• _Task_:
How many lines in the items below contain the string "wearing"? Reply with the number alone.

--- begin Items ---

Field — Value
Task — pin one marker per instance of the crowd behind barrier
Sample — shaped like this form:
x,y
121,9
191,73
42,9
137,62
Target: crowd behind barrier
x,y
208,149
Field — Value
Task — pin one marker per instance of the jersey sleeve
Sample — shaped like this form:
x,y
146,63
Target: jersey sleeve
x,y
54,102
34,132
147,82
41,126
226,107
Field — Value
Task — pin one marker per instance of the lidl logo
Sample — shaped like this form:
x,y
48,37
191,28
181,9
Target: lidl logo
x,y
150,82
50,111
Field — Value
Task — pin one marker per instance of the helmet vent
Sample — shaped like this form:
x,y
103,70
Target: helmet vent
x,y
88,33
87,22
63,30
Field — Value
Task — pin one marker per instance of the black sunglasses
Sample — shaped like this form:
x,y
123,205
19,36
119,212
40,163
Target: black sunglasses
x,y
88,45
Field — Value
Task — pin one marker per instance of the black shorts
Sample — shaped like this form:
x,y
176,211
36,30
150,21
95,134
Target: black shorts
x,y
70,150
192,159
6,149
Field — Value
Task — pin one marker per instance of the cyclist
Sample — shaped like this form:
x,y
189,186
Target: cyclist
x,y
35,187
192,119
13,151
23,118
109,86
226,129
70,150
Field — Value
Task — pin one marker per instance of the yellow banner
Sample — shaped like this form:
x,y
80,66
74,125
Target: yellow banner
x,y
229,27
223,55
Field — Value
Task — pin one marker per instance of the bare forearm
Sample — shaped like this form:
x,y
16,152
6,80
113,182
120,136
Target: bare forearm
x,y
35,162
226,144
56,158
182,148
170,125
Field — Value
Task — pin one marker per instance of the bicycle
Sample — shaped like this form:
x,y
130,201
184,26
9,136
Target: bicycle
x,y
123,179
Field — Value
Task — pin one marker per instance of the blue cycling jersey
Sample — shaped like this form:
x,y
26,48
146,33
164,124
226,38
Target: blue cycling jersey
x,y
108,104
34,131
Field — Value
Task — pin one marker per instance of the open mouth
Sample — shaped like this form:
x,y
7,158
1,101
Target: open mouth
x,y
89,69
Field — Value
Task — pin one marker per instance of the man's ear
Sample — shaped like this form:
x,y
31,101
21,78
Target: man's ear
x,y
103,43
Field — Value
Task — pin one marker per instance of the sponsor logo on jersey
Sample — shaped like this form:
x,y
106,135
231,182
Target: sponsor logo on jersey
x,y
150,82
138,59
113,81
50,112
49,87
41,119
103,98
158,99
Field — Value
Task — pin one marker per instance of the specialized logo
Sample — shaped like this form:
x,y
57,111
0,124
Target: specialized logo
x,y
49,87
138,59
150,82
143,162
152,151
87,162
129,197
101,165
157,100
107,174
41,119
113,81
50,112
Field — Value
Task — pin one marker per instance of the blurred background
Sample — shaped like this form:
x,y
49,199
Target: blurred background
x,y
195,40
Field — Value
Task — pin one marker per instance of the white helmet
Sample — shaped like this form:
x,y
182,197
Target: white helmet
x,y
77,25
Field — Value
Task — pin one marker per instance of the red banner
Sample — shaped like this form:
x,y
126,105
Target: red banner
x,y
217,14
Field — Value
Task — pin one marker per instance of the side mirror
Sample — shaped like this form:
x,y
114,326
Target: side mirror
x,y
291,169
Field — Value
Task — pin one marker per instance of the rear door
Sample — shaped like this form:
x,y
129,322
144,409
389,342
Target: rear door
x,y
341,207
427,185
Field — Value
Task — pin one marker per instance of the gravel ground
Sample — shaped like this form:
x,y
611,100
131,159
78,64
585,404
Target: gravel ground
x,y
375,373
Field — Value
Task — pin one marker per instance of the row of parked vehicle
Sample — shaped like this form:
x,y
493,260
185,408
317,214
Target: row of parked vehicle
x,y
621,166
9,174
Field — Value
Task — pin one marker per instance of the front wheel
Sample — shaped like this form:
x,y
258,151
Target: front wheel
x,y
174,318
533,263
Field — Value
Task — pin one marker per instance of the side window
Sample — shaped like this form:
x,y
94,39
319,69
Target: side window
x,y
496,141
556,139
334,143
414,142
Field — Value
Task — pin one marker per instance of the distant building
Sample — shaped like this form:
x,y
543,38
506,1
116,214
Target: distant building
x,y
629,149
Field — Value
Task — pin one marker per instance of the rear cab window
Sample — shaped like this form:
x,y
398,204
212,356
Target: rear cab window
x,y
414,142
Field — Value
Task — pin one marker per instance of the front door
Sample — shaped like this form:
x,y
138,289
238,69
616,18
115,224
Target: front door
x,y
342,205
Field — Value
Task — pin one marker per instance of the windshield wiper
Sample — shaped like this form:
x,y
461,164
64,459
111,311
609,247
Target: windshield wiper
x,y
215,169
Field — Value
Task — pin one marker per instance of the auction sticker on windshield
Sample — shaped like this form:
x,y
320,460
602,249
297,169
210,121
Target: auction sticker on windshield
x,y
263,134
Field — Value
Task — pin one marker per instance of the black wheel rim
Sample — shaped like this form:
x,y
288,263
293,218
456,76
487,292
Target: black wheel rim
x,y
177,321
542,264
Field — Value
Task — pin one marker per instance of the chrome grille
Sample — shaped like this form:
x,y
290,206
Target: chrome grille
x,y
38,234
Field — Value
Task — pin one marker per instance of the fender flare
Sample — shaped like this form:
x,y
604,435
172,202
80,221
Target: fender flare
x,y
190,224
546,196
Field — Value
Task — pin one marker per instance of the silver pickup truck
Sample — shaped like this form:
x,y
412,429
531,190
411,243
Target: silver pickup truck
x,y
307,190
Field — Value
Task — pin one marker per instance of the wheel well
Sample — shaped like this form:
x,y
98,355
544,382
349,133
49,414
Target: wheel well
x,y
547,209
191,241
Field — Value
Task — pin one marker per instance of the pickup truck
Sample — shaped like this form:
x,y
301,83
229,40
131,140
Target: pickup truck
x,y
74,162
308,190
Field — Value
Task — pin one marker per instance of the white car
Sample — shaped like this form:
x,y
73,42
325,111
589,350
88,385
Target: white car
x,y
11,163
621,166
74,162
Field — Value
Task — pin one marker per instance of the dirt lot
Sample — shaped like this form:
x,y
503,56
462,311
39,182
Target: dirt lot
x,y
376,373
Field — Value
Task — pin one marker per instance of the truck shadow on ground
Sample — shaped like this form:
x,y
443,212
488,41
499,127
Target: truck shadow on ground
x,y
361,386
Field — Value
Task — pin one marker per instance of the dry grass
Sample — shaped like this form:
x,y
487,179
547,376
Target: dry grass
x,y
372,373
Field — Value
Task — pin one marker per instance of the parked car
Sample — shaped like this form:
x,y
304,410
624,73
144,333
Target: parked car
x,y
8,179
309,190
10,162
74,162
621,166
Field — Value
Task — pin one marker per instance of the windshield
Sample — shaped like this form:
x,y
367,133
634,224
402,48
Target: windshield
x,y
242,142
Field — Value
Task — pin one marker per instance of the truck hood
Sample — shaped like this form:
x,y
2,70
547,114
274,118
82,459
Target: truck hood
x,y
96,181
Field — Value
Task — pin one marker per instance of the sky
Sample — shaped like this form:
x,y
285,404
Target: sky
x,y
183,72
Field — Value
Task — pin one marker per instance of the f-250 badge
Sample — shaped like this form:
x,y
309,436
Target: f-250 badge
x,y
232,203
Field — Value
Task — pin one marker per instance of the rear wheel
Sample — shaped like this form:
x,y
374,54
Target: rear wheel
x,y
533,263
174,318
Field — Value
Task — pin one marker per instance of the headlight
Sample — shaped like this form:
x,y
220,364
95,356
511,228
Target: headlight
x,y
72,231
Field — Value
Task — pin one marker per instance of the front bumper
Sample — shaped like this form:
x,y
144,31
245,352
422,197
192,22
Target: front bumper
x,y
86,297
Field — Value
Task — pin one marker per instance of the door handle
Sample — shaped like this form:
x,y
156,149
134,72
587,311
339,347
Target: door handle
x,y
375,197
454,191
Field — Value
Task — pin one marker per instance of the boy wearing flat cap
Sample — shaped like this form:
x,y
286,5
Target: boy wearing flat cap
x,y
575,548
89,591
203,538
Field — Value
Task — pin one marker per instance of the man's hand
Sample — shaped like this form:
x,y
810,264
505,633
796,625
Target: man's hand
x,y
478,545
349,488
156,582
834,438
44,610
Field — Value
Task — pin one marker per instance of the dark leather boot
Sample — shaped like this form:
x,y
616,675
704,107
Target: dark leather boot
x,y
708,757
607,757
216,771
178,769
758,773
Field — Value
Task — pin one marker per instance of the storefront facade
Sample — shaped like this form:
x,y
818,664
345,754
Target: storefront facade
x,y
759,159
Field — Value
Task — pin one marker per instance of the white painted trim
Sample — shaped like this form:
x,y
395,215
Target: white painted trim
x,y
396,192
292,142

--- end Items ---

• _Worked answer_:
2